## EXERCISE DESCRIPTION:
Copy the lines below verbatim, starting at the line that contains "Locate dirt trail" and stopping after the line that contains "496, 224, 531, 231".

==============================

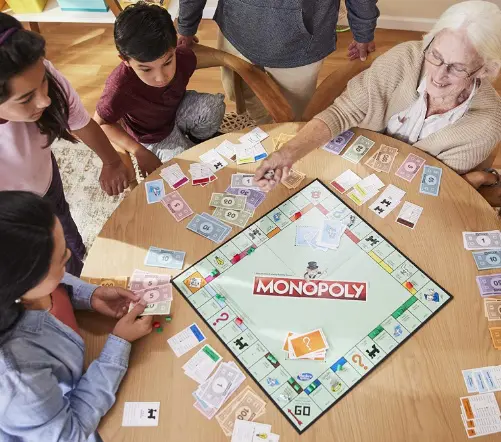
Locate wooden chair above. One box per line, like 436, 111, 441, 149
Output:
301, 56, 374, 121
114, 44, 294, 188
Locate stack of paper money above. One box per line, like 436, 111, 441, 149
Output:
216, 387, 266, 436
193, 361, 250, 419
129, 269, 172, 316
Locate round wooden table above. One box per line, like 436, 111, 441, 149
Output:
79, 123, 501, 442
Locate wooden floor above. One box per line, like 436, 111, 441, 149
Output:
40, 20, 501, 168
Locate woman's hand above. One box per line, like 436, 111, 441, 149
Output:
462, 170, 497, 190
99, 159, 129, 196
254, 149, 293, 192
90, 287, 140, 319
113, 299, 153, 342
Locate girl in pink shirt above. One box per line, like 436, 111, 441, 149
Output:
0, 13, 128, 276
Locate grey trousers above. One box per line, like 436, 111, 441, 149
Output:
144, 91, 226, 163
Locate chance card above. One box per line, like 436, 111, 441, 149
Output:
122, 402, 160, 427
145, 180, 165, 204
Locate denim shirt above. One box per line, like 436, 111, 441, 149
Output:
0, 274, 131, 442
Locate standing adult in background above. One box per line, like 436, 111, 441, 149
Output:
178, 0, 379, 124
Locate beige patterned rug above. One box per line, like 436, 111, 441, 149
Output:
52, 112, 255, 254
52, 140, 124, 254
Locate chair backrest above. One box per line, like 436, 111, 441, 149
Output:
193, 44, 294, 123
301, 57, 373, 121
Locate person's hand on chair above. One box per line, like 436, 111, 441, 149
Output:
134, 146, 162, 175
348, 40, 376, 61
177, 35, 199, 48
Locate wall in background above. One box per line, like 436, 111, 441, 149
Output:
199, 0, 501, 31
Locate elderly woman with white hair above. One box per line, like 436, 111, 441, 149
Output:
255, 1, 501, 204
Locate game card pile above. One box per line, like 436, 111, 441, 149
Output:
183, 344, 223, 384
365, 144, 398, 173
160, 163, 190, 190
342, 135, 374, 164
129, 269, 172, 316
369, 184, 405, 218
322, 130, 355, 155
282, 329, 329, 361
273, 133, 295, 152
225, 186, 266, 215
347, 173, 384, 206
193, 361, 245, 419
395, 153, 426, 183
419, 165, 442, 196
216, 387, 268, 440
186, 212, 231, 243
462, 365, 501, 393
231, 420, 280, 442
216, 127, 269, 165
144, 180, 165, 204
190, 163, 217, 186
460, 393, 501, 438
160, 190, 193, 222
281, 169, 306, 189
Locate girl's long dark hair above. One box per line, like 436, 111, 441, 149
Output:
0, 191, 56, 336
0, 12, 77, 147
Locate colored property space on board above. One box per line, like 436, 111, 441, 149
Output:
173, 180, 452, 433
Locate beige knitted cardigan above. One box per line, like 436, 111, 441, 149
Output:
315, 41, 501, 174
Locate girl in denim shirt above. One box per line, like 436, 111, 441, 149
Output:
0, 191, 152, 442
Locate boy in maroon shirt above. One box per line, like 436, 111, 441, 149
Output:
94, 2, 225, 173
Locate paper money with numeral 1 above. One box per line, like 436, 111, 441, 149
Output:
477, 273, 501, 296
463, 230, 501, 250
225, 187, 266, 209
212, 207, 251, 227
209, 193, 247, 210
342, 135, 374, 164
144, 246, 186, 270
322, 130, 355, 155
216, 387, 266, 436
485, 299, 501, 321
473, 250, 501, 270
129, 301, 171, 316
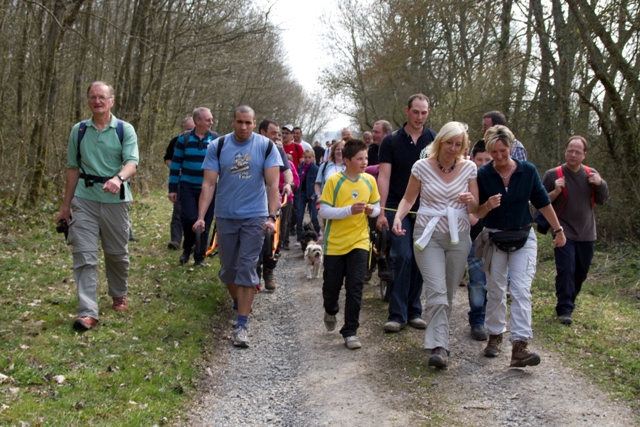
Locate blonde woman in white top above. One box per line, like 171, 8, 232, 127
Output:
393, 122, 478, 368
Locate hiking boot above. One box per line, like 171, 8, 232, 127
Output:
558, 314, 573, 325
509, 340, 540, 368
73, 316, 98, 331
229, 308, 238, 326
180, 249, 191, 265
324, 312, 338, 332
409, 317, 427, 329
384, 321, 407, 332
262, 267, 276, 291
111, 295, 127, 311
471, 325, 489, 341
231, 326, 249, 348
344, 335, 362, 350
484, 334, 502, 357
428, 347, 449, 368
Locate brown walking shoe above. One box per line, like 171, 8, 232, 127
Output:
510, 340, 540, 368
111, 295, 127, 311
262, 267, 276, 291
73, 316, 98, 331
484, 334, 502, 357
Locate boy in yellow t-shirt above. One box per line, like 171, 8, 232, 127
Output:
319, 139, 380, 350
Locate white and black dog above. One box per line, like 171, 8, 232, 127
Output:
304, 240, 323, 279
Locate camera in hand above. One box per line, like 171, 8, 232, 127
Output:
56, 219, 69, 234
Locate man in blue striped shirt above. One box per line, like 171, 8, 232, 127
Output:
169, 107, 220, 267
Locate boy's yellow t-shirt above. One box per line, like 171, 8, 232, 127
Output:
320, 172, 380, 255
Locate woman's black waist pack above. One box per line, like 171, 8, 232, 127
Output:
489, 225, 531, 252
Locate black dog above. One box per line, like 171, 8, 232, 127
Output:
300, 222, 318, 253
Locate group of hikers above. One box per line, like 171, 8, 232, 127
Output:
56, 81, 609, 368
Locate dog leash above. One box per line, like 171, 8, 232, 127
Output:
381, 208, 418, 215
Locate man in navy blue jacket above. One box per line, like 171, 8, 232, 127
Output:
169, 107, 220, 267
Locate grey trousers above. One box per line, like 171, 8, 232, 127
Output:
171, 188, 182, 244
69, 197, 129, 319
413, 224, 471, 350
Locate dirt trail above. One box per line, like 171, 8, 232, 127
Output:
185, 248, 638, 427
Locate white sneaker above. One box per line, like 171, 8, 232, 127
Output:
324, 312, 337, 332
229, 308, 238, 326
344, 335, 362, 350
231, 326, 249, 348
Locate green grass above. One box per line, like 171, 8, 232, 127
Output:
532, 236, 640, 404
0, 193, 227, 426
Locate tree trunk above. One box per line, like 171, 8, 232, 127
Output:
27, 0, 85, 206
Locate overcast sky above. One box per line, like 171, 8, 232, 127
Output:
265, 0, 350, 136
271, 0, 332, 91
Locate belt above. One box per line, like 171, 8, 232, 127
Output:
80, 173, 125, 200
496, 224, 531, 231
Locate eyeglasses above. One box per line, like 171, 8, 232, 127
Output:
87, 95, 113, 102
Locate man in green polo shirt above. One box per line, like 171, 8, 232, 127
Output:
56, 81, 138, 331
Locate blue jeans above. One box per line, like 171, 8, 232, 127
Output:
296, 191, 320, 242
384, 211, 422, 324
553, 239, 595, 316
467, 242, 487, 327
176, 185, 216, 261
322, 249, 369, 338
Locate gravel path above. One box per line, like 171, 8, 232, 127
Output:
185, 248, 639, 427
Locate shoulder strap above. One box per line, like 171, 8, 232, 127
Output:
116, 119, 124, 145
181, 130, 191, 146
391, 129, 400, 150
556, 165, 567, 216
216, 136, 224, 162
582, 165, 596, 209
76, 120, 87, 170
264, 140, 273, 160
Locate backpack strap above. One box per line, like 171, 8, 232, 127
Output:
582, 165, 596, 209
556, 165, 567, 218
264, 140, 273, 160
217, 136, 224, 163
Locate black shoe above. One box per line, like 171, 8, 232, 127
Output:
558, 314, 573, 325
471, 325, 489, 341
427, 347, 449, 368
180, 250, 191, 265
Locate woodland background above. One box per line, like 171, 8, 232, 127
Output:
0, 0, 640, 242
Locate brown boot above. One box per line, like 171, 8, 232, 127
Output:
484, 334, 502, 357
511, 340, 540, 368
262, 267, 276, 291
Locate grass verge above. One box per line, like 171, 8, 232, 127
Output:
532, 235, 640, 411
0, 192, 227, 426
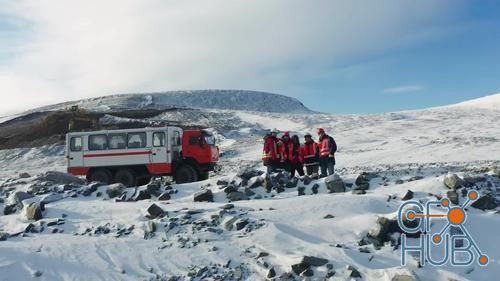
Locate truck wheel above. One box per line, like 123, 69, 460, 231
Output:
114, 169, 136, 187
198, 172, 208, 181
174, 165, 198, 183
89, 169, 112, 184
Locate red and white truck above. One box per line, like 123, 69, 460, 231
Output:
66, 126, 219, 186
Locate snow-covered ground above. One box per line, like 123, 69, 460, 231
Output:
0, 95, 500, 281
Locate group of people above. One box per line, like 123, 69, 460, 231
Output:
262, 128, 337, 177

==============================

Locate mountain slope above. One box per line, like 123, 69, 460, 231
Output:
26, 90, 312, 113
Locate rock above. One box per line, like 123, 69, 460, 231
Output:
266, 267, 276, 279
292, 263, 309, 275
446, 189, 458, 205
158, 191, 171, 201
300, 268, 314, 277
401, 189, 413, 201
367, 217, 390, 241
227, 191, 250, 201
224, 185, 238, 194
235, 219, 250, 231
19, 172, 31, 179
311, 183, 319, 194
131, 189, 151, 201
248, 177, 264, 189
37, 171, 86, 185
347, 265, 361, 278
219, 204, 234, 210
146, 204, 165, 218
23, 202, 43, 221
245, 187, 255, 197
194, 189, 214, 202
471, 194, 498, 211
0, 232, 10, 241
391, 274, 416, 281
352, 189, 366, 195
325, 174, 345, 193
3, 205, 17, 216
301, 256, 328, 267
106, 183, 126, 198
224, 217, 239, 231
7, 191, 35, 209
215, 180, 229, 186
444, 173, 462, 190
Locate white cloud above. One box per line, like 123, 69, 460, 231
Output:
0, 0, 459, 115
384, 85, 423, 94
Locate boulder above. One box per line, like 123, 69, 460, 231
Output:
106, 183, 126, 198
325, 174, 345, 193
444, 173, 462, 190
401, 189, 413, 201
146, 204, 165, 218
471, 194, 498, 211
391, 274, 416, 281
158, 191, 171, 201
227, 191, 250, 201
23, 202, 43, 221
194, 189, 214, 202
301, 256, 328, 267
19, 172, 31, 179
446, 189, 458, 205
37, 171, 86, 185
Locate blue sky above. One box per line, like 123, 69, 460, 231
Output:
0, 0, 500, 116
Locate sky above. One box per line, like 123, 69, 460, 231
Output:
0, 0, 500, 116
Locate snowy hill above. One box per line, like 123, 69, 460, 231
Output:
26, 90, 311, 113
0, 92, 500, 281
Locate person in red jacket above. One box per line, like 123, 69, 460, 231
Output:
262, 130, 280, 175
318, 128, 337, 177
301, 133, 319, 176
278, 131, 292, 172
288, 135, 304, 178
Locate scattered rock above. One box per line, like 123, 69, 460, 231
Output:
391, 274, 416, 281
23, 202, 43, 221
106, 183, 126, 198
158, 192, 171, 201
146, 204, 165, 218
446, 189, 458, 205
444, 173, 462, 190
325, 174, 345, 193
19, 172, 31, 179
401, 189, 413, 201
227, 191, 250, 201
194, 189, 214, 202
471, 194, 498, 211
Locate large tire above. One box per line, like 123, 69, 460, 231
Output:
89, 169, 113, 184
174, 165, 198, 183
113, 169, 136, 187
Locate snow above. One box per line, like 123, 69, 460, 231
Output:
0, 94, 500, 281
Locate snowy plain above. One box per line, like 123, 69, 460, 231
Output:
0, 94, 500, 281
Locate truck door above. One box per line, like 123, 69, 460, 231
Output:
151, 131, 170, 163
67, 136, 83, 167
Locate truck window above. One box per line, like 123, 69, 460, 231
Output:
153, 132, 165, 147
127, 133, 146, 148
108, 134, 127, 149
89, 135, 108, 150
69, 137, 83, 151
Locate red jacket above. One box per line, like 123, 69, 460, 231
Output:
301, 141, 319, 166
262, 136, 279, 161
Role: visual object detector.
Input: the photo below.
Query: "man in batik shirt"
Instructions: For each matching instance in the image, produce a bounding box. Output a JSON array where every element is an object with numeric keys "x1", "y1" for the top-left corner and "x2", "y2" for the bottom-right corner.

==============================

## COMPLETED EXERCISE:
Locate dirt trail above. One box per line, like 171, 8, 232, 127
Output:
185, 248, 638, 427
Locate white sneaker above. One box per line, like 171, 8, 232, 127
Output:
324, 312, 337, 332
229, 308, 238, 326
344, 335, 362, 350
231, 326, 249, 348
Locate green grass above. One box per line, like 171, 8, 232, 127
Output:
532, 236, 640, 404
0, 193, 227, 426
Locate tree trunk above. One box per line, like 171, 8, 232, 127
Output:
27, 0, 85, 206
Locate overcast sky above. One box per line, like 171, 8, 232, 127
Output:
265, 0, 350, 136
271, 0, 332, 91
Locate belt above. One box per line, like 171, 8, 232, 127
Output:
80, 173, 125, 200
496, 224, 531, 231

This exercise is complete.